EXERCISE DATA
☆ ☆ ☆ ☆ ☆ ☆ ☆
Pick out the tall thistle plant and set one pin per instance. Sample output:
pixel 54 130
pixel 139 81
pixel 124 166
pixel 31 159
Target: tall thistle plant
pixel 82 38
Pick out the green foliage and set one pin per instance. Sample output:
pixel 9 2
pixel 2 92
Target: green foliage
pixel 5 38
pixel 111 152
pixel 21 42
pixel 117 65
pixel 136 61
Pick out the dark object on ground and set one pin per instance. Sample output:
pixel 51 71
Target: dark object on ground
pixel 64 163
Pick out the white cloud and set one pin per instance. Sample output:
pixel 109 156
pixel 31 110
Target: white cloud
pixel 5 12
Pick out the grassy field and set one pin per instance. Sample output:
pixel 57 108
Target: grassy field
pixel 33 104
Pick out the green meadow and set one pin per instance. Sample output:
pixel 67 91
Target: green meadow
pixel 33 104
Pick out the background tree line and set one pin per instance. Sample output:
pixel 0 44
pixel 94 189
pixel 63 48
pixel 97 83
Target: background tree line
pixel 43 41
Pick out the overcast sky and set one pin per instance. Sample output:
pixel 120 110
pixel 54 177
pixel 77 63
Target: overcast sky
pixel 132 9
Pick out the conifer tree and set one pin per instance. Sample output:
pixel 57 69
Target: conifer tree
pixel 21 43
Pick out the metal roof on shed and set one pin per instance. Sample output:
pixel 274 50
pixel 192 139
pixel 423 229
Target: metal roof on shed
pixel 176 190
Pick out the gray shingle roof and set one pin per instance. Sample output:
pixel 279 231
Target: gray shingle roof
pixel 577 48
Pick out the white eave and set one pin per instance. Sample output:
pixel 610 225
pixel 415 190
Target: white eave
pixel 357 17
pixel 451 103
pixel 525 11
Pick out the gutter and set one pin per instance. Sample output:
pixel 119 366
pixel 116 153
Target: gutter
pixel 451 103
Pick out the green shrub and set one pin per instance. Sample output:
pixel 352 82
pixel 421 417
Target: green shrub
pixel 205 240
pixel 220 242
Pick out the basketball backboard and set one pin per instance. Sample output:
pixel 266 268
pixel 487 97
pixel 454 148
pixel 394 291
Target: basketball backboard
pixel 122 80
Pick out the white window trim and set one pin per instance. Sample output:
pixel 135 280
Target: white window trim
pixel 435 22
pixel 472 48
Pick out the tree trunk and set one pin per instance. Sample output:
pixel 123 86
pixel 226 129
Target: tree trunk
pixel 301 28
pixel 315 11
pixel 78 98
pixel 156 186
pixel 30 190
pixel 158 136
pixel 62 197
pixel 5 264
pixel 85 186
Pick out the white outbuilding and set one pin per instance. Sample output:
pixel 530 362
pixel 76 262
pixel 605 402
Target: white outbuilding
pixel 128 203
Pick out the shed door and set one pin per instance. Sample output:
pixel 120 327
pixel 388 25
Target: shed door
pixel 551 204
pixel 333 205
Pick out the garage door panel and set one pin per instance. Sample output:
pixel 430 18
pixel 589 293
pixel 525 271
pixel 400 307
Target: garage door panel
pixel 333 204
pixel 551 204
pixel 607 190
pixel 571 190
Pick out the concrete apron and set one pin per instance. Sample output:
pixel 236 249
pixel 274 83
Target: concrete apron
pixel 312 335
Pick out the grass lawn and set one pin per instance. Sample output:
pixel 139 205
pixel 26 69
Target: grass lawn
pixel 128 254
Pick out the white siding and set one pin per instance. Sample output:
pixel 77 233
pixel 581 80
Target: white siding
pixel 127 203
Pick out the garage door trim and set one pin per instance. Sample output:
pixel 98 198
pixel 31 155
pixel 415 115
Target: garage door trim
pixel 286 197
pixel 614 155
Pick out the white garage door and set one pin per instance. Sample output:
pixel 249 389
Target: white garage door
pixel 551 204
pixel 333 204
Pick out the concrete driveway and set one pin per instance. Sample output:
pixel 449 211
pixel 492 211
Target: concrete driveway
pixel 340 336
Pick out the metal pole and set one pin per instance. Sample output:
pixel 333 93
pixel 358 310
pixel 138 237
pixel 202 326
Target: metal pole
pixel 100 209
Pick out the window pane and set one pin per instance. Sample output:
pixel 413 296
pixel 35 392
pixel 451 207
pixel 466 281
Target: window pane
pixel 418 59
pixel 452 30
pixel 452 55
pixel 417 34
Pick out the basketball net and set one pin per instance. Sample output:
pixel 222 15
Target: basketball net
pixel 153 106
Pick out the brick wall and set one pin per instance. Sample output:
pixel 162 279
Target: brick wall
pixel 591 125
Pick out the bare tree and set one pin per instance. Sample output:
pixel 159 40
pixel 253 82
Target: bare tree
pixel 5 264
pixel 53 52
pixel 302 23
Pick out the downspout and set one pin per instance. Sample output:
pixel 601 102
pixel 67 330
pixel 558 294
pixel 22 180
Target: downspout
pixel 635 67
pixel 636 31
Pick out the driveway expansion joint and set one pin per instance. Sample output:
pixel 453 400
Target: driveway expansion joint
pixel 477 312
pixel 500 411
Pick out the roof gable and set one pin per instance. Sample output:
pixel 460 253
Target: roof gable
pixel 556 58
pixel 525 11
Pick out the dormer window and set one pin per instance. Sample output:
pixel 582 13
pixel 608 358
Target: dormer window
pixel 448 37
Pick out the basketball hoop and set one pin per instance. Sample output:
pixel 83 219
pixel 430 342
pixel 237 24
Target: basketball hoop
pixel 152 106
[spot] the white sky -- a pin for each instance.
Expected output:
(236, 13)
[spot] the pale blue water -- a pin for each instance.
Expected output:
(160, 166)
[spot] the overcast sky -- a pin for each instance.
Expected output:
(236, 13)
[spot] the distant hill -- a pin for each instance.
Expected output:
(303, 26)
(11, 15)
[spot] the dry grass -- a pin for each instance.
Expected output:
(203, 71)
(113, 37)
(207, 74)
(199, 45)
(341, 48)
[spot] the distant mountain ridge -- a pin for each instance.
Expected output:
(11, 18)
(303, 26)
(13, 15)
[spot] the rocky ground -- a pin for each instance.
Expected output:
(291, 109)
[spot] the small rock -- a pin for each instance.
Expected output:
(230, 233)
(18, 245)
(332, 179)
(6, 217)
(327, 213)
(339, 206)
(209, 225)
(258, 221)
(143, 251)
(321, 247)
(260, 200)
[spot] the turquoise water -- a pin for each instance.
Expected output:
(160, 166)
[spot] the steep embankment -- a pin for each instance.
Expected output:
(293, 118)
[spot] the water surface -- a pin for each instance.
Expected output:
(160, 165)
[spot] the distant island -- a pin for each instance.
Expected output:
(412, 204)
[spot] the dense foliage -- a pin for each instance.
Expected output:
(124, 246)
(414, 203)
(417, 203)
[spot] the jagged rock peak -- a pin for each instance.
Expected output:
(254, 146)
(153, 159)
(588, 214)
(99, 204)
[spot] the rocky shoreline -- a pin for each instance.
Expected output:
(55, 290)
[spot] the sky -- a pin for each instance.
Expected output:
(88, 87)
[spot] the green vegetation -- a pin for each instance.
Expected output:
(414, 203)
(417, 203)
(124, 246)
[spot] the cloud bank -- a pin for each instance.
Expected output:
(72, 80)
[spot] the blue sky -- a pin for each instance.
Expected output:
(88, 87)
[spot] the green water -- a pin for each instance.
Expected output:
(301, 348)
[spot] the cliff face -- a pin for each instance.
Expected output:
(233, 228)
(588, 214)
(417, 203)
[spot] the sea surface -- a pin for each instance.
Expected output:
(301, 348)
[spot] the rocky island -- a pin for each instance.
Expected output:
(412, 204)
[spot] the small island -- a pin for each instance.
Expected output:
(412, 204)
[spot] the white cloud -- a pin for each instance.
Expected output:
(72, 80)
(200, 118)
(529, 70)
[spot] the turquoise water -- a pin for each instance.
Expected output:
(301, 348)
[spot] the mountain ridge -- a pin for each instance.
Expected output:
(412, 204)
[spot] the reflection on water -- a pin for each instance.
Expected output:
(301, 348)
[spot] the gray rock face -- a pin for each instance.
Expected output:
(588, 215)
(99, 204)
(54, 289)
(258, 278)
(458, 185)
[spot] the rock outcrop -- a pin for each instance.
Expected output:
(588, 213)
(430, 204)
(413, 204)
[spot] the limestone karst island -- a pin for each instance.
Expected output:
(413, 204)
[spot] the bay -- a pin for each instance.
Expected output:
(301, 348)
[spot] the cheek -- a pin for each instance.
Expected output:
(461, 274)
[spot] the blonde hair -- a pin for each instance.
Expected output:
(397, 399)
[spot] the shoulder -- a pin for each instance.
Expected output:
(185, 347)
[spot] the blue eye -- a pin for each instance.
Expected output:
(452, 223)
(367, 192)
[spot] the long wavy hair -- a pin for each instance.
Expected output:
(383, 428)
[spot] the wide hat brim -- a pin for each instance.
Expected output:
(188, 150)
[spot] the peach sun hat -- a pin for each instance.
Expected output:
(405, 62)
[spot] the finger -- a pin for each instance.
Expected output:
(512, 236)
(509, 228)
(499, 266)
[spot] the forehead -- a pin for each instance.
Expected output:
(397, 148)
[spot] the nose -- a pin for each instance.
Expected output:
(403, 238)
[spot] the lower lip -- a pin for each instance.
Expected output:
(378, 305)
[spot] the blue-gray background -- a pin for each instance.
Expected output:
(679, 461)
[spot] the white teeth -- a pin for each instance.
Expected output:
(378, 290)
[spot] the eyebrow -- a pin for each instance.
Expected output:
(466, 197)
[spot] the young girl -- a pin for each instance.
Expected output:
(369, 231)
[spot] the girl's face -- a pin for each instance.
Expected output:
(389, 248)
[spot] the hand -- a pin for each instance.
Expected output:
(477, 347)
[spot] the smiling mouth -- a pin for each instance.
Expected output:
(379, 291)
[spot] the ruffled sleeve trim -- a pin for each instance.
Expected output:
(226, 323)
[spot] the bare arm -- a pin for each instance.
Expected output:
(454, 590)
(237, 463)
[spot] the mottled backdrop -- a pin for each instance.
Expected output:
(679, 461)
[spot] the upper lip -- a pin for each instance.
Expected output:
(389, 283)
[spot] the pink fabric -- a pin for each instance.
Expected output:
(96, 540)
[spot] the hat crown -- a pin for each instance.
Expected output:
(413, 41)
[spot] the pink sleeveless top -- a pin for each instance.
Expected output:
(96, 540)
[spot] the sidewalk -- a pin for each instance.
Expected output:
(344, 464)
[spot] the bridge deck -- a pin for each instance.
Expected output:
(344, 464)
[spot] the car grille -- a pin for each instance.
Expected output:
☆ ☆ ☆ ☆ ☆ ☆ ☆
OBJECTIVE
Rewrite the lines starting at the one that contains "Pick out the white siding" and stopping after the one that contains "pixel 127 203", changing "siding" to "cladding" and leaving everything else as it is. Give only those lines.

FULL ANSWER
Pick out the white cladding and set one pin per instance. Sample output:
pixel 77 233
pixel 581 80
Target: white cladding
pixel 127 203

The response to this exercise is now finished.